Dataset entries:
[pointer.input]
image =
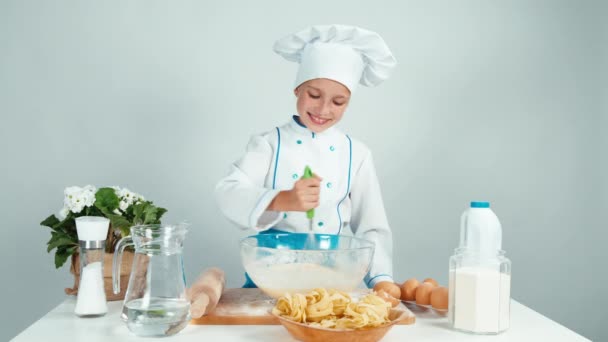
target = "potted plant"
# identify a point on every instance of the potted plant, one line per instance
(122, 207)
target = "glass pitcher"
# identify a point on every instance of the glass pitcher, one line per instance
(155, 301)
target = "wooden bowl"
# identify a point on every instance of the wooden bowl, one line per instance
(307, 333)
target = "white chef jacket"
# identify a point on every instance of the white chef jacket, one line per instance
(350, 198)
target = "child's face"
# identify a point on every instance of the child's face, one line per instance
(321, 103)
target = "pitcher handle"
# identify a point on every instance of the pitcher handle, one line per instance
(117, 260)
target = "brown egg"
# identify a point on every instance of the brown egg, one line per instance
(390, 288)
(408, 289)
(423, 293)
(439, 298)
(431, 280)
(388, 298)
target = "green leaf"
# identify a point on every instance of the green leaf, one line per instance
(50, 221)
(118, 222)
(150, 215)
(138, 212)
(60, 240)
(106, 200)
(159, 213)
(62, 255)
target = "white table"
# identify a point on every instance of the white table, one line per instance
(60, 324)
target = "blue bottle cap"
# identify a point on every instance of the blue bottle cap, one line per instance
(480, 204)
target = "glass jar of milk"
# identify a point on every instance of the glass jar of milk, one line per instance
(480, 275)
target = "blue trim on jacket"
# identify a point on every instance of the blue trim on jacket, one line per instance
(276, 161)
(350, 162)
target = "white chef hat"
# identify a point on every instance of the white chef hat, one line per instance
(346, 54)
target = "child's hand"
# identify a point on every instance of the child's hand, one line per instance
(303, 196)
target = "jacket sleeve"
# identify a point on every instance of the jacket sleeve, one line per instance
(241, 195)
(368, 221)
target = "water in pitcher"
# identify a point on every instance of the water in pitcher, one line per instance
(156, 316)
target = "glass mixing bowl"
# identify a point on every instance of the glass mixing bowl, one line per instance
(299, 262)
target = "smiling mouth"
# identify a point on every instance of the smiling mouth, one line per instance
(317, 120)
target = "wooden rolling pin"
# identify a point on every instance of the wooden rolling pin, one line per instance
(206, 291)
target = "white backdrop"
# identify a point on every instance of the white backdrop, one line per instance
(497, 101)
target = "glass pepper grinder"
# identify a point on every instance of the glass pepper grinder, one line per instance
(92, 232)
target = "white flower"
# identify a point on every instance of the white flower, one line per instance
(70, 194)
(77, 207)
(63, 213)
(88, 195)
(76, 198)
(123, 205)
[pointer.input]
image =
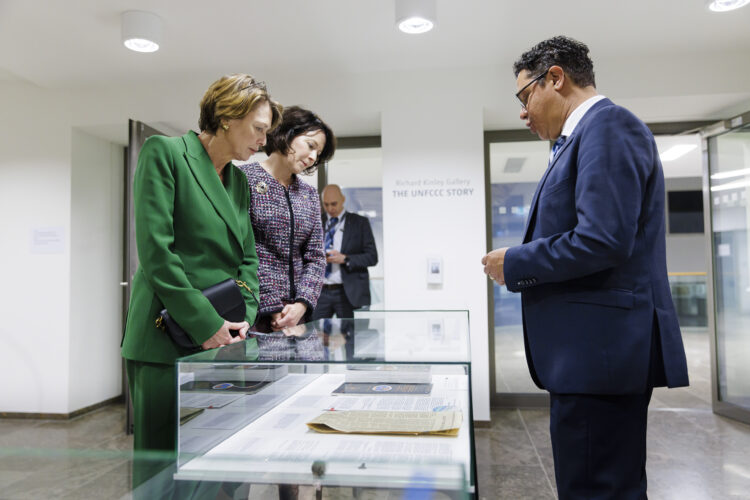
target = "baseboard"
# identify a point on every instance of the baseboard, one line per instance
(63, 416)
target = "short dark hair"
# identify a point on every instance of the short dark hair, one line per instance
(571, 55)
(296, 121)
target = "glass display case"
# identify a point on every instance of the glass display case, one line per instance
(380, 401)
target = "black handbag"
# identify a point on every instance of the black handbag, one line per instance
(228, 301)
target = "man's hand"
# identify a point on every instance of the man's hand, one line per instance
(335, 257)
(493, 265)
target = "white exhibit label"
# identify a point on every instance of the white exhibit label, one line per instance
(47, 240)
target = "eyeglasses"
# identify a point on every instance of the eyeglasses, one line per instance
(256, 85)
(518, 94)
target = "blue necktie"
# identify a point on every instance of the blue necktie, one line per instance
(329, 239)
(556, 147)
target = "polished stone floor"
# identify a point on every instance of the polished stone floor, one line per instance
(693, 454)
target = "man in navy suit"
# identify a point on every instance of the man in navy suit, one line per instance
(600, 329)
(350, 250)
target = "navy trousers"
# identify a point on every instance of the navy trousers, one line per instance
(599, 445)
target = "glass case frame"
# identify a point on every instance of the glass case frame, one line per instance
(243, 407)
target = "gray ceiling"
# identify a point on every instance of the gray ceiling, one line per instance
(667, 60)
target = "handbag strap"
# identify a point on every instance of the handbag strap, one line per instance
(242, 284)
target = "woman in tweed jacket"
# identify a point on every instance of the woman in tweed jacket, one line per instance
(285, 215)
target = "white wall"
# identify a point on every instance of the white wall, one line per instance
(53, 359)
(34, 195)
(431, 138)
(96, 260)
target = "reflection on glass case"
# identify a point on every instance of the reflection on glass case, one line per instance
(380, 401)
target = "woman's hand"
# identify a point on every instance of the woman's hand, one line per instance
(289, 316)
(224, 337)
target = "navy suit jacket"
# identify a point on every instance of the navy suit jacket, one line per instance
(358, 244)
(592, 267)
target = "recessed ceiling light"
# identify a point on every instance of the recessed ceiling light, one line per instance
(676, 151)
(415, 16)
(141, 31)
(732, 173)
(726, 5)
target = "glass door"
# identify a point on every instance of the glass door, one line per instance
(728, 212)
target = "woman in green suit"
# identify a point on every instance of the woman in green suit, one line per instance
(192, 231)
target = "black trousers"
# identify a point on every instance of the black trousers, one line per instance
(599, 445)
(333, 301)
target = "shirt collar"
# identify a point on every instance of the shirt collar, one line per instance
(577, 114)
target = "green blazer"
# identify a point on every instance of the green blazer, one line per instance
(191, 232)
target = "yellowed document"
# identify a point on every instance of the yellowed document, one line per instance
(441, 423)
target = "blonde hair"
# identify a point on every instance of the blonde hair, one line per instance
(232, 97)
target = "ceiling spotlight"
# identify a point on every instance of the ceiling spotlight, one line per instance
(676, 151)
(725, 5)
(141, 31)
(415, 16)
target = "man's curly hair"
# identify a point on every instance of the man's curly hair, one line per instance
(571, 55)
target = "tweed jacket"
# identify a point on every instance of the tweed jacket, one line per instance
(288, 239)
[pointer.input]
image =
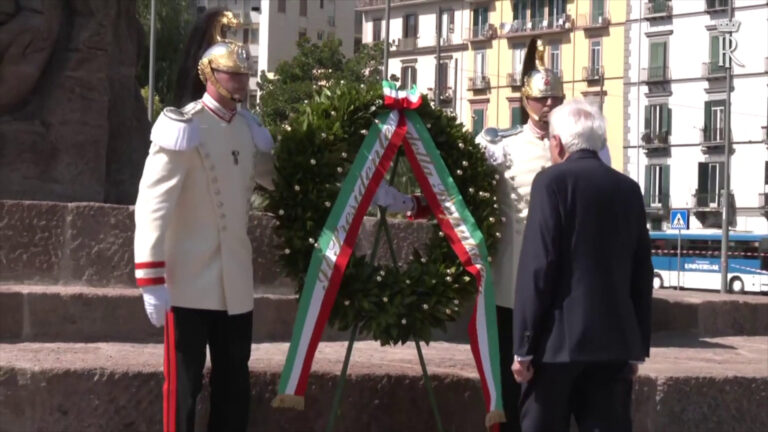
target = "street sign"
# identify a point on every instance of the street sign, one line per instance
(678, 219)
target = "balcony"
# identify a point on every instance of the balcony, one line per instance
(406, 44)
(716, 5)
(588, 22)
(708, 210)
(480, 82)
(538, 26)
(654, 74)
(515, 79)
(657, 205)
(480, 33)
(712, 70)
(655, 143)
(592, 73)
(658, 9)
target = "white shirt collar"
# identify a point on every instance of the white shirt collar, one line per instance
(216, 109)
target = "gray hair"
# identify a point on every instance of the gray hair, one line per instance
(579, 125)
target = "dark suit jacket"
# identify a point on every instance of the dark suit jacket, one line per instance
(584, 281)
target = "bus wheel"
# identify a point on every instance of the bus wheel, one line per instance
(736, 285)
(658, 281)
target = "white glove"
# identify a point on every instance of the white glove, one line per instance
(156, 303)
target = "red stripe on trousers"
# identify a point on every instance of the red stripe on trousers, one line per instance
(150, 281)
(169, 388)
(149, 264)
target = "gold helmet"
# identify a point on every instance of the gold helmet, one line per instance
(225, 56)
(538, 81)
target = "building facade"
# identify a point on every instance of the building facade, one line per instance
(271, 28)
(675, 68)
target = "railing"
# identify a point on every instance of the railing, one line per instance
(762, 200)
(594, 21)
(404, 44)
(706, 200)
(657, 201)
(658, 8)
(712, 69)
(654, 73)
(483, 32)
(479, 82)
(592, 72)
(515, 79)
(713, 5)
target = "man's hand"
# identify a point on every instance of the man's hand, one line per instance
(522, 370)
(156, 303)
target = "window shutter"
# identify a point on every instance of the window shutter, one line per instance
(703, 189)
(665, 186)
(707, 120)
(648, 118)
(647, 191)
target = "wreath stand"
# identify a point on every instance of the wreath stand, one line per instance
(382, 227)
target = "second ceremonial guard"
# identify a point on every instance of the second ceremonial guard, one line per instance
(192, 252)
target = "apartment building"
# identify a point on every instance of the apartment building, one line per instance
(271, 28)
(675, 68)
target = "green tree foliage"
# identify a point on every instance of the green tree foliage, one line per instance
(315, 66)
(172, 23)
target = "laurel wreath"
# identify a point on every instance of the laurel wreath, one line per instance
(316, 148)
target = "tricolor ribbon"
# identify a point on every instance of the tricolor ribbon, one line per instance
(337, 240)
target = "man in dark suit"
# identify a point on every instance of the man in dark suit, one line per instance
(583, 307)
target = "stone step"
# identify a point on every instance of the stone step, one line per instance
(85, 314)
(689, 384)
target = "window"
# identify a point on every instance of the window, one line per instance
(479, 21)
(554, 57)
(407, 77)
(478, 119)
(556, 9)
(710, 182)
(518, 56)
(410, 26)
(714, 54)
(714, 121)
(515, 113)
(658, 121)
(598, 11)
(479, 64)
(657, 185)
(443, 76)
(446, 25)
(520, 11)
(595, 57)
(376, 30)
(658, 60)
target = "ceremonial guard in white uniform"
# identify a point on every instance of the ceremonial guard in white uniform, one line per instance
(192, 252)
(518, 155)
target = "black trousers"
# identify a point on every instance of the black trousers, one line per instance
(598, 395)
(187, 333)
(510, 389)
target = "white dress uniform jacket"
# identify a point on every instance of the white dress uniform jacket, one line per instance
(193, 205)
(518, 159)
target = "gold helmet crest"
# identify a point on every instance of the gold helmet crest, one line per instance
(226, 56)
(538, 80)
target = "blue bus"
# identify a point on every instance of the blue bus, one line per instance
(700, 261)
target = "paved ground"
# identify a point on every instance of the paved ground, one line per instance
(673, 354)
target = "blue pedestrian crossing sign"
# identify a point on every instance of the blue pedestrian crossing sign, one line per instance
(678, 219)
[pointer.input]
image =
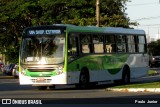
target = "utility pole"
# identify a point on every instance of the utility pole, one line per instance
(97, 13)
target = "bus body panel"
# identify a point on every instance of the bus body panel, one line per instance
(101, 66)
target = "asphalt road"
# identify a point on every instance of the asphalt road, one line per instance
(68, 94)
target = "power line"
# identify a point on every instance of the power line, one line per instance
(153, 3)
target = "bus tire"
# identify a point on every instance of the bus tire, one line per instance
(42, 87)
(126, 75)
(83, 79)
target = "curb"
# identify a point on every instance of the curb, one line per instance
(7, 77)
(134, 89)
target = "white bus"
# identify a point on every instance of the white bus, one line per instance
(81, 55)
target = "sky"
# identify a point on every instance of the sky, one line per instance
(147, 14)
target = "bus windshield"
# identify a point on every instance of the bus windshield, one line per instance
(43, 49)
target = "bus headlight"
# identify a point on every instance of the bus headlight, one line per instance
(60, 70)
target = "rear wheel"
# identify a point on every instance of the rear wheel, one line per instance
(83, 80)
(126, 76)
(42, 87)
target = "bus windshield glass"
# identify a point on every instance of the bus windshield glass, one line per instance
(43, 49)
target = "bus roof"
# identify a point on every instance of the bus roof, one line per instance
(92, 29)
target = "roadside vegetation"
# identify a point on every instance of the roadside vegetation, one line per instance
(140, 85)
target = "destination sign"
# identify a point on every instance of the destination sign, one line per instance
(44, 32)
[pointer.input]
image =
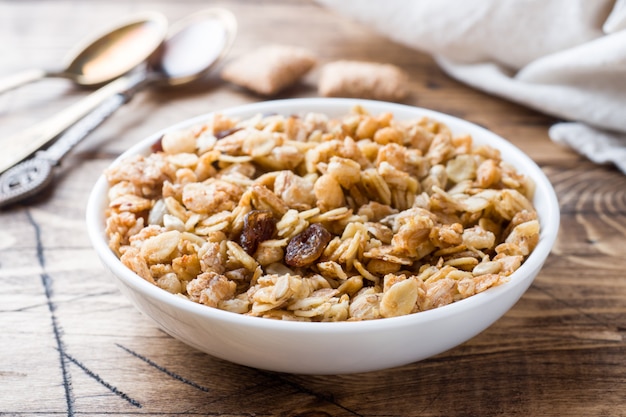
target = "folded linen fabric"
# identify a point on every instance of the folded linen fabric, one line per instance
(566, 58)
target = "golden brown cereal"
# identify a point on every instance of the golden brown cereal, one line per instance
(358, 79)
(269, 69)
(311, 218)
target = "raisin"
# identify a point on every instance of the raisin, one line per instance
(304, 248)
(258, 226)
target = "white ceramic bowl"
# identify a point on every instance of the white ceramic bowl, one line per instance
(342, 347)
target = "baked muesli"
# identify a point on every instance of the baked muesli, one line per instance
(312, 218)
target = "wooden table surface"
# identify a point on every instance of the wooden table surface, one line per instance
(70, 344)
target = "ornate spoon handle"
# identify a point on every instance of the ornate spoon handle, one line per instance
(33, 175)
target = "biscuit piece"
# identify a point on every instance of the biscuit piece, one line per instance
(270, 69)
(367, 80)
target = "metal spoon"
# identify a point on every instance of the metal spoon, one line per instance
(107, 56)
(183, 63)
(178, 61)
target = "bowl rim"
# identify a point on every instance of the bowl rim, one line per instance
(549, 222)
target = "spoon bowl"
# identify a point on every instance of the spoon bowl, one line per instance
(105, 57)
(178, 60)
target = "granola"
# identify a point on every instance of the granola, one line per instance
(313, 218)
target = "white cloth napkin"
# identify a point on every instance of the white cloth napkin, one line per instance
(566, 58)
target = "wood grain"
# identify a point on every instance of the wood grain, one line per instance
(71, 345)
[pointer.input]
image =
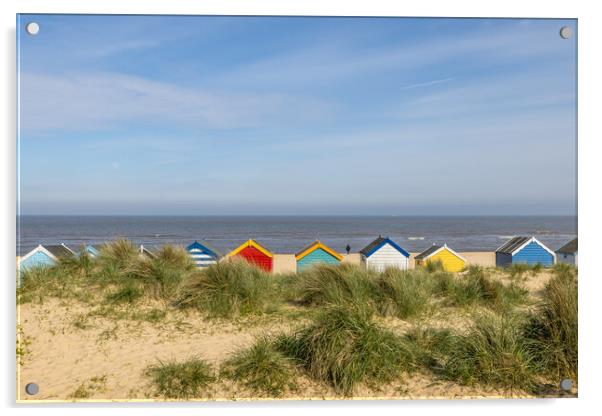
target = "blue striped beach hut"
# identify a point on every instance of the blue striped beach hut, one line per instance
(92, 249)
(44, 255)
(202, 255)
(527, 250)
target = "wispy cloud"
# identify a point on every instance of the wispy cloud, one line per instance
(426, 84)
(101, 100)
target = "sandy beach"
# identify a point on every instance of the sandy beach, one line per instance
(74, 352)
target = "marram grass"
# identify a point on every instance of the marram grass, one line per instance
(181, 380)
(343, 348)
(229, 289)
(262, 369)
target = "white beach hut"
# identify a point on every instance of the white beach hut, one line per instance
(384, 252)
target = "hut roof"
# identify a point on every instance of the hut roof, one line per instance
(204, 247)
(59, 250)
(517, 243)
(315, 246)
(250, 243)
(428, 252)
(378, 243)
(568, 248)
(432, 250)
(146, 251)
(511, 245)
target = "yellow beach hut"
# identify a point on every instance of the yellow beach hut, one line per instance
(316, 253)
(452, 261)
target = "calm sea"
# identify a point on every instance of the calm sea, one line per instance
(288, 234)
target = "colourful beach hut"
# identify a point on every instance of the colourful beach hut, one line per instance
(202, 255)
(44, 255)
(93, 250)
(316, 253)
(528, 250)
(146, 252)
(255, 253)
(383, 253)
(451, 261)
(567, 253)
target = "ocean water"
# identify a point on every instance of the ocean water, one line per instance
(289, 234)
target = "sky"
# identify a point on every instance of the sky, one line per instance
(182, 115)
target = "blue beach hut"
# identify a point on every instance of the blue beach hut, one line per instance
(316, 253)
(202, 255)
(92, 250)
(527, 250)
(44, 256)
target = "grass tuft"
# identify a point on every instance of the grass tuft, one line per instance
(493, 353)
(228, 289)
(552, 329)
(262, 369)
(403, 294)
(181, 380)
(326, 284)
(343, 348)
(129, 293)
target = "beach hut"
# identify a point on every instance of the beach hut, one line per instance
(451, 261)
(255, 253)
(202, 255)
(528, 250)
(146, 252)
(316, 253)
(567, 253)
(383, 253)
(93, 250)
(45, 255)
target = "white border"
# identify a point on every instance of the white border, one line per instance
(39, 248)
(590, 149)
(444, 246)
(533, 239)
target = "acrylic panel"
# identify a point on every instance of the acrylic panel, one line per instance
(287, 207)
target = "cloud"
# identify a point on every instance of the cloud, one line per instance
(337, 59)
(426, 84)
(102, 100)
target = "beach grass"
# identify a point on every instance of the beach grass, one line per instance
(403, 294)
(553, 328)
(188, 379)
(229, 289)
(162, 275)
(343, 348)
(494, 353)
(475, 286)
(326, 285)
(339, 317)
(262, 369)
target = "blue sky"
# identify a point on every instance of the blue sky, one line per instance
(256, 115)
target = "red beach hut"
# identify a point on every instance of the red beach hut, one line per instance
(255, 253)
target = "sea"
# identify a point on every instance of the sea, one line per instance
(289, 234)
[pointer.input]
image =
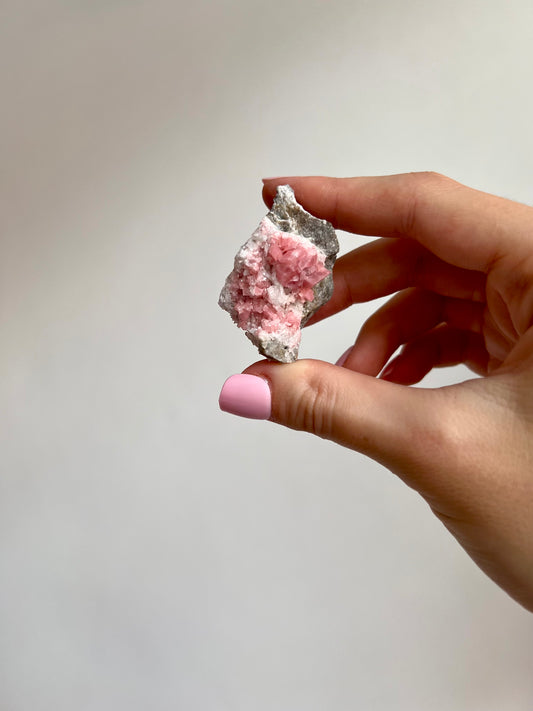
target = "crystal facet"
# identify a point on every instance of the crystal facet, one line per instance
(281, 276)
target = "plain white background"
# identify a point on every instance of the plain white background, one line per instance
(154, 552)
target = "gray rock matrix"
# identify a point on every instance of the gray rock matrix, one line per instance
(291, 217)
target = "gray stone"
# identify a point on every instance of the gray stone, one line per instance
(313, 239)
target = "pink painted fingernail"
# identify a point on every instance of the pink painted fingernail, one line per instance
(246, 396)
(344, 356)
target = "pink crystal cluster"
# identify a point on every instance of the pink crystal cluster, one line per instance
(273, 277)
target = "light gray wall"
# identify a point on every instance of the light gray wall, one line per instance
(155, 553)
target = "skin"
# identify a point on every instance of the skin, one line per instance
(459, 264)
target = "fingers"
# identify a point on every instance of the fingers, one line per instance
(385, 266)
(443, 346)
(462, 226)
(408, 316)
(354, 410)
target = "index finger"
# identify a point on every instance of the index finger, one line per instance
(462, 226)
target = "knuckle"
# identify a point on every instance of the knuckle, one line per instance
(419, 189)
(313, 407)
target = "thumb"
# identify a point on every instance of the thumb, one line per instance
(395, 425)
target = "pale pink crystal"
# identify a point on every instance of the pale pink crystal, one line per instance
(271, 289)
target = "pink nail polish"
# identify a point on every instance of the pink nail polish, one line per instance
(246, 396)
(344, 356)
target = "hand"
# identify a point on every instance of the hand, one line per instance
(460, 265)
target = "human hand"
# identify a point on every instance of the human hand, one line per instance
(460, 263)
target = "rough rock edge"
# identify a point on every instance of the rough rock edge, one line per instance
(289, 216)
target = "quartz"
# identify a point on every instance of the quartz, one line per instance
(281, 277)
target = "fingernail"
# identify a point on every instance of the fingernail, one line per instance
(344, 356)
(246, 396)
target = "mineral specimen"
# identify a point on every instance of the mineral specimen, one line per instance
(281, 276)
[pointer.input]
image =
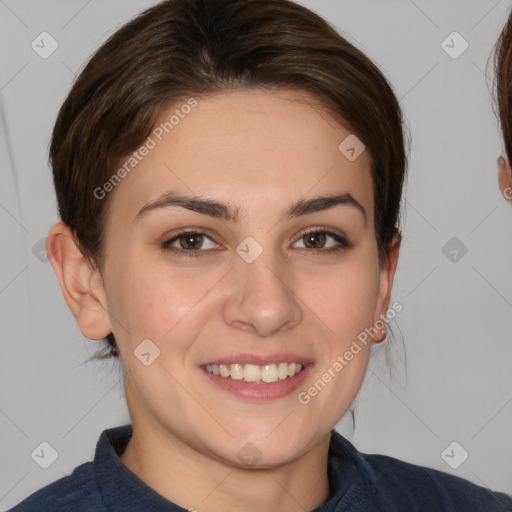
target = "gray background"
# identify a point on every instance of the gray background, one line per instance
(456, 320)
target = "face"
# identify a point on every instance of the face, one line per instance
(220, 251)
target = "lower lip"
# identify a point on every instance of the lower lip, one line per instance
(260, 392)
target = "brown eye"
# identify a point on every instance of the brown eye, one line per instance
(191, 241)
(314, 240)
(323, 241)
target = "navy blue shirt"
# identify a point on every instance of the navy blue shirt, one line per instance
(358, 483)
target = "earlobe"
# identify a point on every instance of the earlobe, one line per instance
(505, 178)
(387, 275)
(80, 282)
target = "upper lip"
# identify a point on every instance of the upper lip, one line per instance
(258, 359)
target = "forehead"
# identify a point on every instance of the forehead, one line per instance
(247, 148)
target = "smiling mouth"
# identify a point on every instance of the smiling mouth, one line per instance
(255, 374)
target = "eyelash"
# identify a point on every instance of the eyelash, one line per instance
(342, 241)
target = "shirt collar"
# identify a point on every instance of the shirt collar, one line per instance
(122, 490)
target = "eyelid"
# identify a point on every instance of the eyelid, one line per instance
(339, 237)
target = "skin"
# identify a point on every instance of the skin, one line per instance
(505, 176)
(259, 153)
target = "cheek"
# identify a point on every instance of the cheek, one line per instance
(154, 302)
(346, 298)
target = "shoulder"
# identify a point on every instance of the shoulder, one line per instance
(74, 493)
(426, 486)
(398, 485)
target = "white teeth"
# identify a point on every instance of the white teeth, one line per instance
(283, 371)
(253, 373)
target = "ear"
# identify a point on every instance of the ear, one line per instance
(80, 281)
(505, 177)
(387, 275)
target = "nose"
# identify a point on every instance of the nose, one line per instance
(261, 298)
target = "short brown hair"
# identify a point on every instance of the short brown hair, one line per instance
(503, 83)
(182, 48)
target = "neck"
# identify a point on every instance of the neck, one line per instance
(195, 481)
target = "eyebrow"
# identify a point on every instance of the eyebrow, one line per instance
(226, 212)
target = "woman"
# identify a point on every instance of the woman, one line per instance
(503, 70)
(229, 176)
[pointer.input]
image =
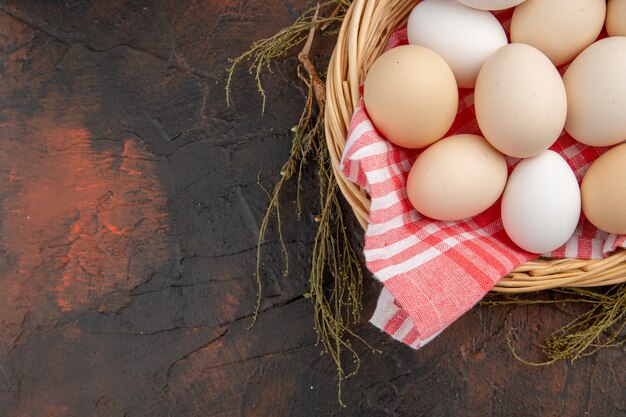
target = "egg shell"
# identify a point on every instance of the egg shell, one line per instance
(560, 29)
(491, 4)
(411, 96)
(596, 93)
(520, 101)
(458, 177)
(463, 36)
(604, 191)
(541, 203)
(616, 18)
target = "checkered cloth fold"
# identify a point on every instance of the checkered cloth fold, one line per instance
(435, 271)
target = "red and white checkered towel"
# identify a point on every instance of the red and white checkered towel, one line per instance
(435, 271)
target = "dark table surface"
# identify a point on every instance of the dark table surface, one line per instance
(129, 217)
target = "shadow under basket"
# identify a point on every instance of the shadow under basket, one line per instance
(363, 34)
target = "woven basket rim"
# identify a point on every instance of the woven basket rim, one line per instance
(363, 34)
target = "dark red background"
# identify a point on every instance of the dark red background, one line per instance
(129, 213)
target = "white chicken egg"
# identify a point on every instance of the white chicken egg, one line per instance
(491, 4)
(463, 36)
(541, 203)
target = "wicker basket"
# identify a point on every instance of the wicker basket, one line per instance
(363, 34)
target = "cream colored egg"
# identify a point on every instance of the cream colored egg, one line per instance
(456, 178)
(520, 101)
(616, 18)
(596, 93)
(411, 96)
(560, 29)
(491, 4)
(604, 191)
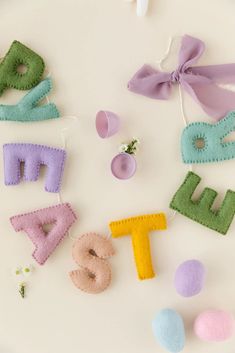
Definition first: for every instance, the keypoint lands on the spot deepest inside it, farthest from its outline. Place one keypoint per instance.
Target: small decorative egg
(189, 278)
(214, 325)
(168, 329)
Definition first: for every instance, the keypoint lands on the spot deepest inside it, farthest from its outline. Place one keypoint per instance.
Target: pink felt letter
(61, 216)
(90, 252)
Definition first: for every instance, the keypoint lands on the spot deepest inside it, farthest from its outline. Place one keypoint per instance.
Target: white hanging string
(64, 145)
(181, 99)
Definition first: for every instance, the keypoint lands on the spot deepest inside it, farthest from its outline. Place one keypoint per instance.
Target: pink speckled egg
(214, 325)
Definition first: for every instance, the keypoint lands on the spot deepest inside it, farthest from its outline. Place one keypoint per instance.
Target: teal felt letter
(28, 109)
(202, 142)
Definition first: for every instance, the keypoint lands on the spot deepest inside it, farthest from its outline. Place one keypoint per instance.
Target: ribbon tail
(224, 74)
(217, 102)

Stated goal:
Collect every line of the items above that contains the string "reflection" and copy each one in full. Treat uppercase and lowercase as different when matching.

Output for this exercise:
target = "reflection on glass case"
# identify a point on every instance of the reflection on glass case, one line per instance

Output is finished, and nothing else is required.